Produce the tally of lines in the material below that hold "blue", without anything else.

Dataset excerpts:
┌──
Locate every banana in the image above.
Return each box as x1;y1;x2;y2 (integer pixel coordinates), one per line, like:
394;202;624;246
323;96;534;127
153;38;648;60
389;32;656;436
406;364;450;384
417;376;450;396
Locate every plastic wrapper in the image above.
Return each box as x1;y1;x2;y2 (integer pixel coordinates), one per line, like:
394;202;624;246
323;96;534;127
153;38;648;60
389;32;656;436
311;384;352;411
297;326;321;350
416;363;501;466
└──
┌──
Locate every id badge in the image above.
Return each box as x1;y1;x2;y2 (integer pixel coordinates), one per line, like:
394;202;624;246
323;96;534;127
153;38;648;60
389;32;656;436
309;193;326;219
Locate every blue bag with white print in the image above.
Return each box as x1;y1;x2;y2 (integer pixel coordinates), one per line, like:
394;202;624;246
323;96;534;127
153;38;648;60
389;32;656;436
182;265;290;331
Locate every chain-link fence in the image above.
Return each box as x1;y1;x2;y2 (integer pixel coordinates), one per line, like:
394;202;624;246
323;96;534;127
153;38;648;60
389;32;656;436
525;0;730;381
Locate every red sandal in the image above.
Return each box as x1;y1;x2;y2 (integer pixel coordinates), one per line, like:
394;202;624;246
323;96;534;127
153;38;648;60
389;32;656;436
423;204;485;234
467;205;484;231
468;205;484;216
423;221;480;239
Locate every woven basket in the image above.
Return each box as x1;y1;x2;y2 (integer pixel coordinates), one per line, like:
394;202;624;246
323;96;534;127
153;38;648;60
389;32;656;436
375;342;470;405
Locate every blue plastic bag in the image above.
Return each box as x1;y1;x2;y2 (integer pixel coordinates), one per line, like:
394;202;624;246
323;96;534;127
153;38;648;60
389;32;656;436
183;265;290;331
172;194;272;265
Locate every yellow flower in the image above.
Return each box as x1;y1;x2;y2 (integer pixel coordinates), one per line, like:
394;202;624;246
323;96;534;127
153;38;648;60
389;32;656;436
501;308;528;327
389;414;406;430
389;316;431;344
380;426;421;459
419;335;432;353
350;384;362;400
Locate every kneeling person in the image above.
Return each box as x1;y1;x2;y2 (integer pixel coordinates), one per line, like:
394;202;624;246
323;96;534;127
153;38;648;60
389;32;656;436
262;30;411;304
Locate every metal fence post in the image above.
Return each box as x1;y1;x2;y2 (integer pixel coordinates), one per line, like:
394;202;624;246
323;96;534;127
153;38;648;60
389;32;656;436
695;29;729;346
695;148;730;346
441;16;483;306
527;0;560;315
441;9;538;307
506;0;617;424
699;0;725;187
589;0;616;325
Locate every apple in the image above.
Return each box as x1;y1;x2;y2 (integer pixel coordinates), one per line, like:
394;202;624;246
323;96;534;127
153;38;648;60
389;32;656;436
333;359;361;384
└──
┌──
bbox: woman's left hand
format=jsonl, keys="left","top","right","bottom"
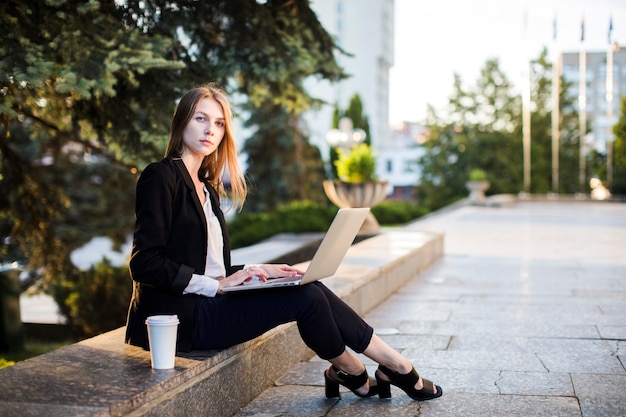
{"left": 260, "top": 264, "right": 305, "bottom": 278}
└──
Reply to the exercise:
2